• Quoted text:
------

Mike and Lal (Elaine) Waterson experienced success in the mid-'60s as part of traditional singing group the Watersons, but by the '70s they'd given it up, as the touring life took its toll on them. Bright Phoebus emerged out of a hiatus during which Mike and Lal separately, and then together, worked on songwriting. When Steeleye Span's Martin Carthy heard Lal's songs he was so impressed that he alerted his bandmate, former Fairport Convention bassist Ashley Hutchings, who in turn contacted engineer Bill Leader and pulled a band together. It all goes a long way to explaining why Bright Phoebus at times sounds like a serendipitous party through which Steeleye Span's Maddy Prior, Bob Davenport and Mike and Lal's sister Norma (who sings lead on the album cut of "Red Wine & Promises") wander; they literally pulled in anyone who was around for some of the choruses (including a delivery guy).
 
Misunderstood and unappreciated at the time by Watersons fans who expected (and sometimes demanded) that they stick to purely traditional material, and then lost in record label limbo for a long time and only available on burned CD-Rs (pre-YouTube), Bright Phoebus is an arresting, eccentric and at times stark listen that sounds like it must have grown out of a deep and varied love of music: country, rock, classical and experimental influences stand side by side with original writing that hangs on to its traditional sources of inspiration even as its letting loose. This was all new ground for Mike and Lal, as they were playing original songs for the first time with backing musicians.
 
Mike's contributions, including "Magical Man" and album bookends "Rubber Band" (which features an actual rubber band solo) and the titular "Bright Phoebus," tend to be sprightlier. The latter song is one of those gems that doesn't sound written — it sounds more like he caught it while he was working on his painting ladder.

------

• Information supplied:
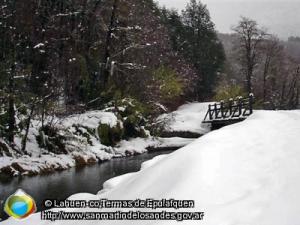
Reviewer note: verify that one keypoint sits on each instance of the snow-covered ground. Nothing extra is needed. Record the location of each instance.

------

• Set problem 1:
In the Bright Phoebus review, who sings lead on the album cut of "Red Wine & Promises"?
• Set problem 2:
Decide whether each statement agrees with the Bright Phoebus review. Answer yes or no, and quote the words of the review that decide it.
(a) Martin Carthy contacted engineer Bill Leader himself.
(b) The song "Rubber Band" includes a solo played on a real rubber band.
(c) Before Bright Phoebus, Mike and Lal had already played original songs with backing musicians.
• Set problem 3:
Resume the Bright Phoebus review after its last sentence and write the next part.

• Exercise result 1:
Mike and Lal's sister Norma sings lead on it.

• Exercise result 2:
(a) No: "he alerted his bandmate, former Fairport Convention bassist Ashley Hutchings, who in turn contacted engineer Bill Leader"
(b) Yes: "which features an actual rubber band solo"
(c) No: "they were playing original songs for the first time with backing musicians"

• Exercise result 3:
 
Yet it's clearly Lal's album; every time she sings, it's incredible. On "Fine Horseman," the darkest of love songs, Lal's voice is in a captivating dance with Richard Thompson and Martin Carthy's guitars, a cello and especially an oboe (played by Sue Harris) — the effect is almost that of stilled time. On the syncopated "Winifer Odd," Lal concocts a miniature life story that mixes a life's supply of imagined frustrations with a quirky sense of humour, while on mournful "Child Among the Weeds," Lal sounds a bit like Nico.
 
"To Make You Stay" (covered recently by the Decemberists and Olivia Chaney on their Offa Rex collaboration) is for her children, while "Red Wine & Promises" is a totally humanizing love song culled from her own experience of stumbling over drunk in the street — Norma Waterson and Carthy, who perform the album version together, ended up getting married soon after.
 
In addition to the album, which remains an unlikely and absolutely wonderful and essential listen, there are 12 bonus demo tracks in the reissue, including three songs that didn't make the album: Lal's "Song For Thirza," (about the woman who took care of them when they were kids) and "One Of Those Days," and Mike's "Jack Frost."